주어진 요청:
첫 행부터 좌표 "[458,167,577,312]" 항목이 있는 행까지(양 끝 포함)의 구간만 다시 쓰세요. 요청이 적힌 행도 모두 넣고, 답에 있는 모든 좌표 값에는 1.95를 곱한 뒤 0.5는 올리는 방식으로 반올림해 정수로 적되, 그림은 답에서 빼세요.

-.-.-

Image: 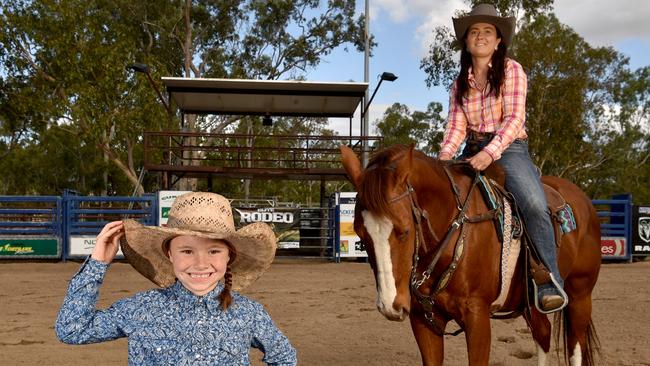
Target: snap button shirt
[55,259,297,365]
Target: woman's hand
[467,151,492,171]
[90,221,124,264]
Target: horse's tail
[553,309,601,366]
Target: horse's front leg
[409,311,445,366]
[463,300,491,366]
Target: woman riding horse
[438,4,568,313]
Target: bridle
[389,164,499,335]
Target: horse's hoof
[542,295,564,311]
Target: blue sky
[307,0,650,135]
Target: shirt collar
[467,61,492,80]
[169,280,223,313]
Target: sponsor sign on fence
[339,192,368,257]
[600,236,627,259]
[0,237,61,258]
[68,235,124,259]
[158,191,190,226]
[632,206,650,256]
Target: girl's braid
[219,267,232,311]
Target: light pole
[361,71,397,162]
[361,0,370,167]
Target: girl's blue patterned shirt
[55,259,297,365]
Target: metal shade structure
[162,77,368,118]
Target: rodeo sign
[233,207,300,249]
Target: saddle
[458,167,577,312]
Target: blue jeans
[460,140,564,288]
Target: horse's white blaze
[537,344,548,366]
[361,210,403,319]
[569,343,582,366]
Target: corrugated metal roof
[162,77,368,117]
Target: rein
[389,165,498,336]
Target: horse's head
[341,146,416,320]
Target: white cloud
[369,0,650,56]
[554,0,650,46]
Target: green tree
[375,102,444,154]
[0,0,370,194]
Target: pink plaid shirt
[440,59,527,160]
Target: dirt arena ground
[0,260,650,366]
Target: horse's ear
[340,145,363,189]
[396,144,415,183]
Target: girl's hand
[90,221,124,264]
[468,151,492,171]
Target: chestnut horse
[341,146,601,365]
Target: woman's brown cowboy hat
[452,4,515,46]
[121,192,277,291]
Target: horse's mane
[358,145,434,218]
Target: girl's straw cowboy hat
[452,4,515,46]
[121,192,277,290]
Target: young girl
[56,193,297,365]
[438,4,568,313]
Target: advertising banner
[600,236,627,259]
[632,206,650,256]
[0,236,61,259]
[68,235,124,259]
[338,192,368,257]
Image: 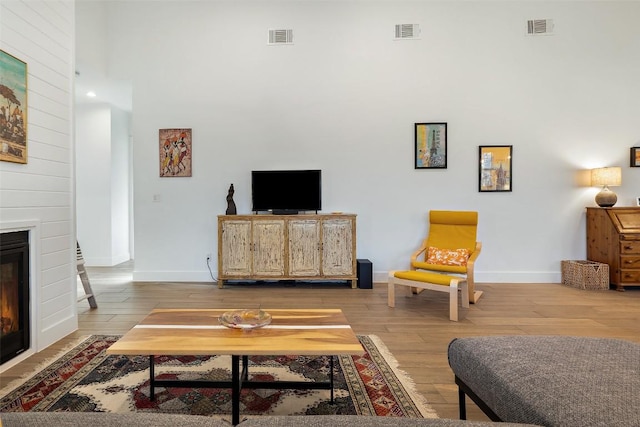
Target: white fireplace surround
[0,220,42,372]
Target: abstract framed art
[478,145,513,192]
[0,50,27,163]
[414,123,447,169]
[158,129,192,177]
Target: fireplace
[0,231,30,365]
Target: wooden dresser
[218,214,358,288]
[587,207,640,291]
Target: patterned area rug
[0,335,437,418]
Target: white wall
[0,0,78,370]
[75,104,130,266]
[99,0,640,282]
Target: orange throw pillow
[427,246,469,266]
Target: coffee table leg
[231,356,240,426]
[242,356,249,381]
[149,356,156,400]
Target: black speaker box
[356,259,373,289]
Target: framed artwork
[478,145,513,192]
[415,123,447,169]
[631,147,640,168]
[0,50,27,163]
[159,129,192,177]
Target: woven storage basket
[561,261,609,290]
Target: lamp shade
[591,167,622,187]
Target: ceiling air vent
[268,30,293,45]
[527,19,553,36]
[394,24,420,40]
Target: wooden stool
[387,270,469,322]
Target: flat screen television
[251,170,322,214]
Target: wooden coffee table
[107,309,364,425]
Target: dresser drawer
[620,270,640,283]
[620,255,640,270]
[620,240,640,255]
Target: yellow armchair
[411,211,482,303]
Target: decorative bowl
[219,309,271,329]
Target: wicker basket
[561,261,609,290]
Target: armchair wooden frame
[411,241,482,304]
[410,211,482,303]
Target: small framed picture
[414,123,447,169]
[478,145,513,192]
[0,49,28,163]
[158,129,192,177]
[631,147,640,168]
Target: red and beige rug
[0,335,437,418]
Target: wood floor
[0,263,640,420]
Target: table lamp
[591,167,622,208]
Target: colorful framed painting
[159,129,192,178]
[415,123,447,169]
[0,50,27,163]
[478,145,513,192]
[631,147,640,168]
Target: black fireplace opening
[0,231,31,365]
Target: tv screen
[251,170,322,213]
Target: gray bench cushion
[449,336,640,427]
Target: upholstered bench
[448,336,640,427]
[387,270,469,322]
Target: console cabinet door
[289,219,320,277]
[322,219,354,276]
[252,220,284,276]
[220,221,251,277]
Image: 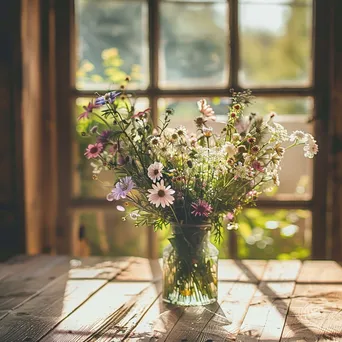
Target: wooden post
[330,0,342,260]
[18,0,44,254]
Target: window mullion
[227,0,239,89]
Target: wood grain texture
[42,282,149,342]
[298,260,342,284]
[0,256,70,314]
[163,282,234,342]
[0,256,342,342]
[125,295,184,342]
[237,260,301,341]
[281,284,342,342]
[0,257,133,341]
[219,259,267,283]
[198,283,257,342]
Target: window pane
[158,97,313,199]
[249,97,313,199]
[239,0,313,87]
[75,0,149,89]
[73,98,149,199]
[158,97,229,133]
[157,205,311,260]
[237,208,311,259]
[159,2,228,89]
[72,211,147,257]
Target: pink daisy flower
[147,179,175,208]
[132,108,151,119]
[197,99,215,117]
[107,176,135,201]
[252,160,264,172]
[191,200,213,217]
[84,143,103,159]
[147,162,164,182]
[77,102,98,120]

-.-.-

과제 답변:
Image: 
Target: snap button shirt
[107,505,579,712]
Target: woman's hand
[911,294,959,333]
[176,431,242,515]
Target: horse's tail
[1078,603,1172,714]
Target: horse's front leg
[798,606,868,714]
[903,585,957,714]
Target: woman riding horse
[854,8,1108,610]
Target: bridle
[759,320,973,653]
Target: horse's hoof
[1057,575,1100,606]
Target: blue sky
[599,0,1268,263]
Target: shirt collar
[911,119,959,156]
[330,546,435,610]
Target: sponsor sign on fence
[661,374,718,501]
[1170,460,1223,505]
[0,462,119,503]
[133,458,242,505]
[308,372,371,441]
[1232,402,1268,499]
Target: girl's braid
[427,521,452,606]
Target: light pole
[704,138,774,316]
[704,0,722,326]
Target: girl's blue patterned shirt
[107,505,579,712]
Target: metal shade structure
[316,150,718,230]
Target: rodeo sign
[454,404,585,486]
Target: saddle
[893,326,1125,608]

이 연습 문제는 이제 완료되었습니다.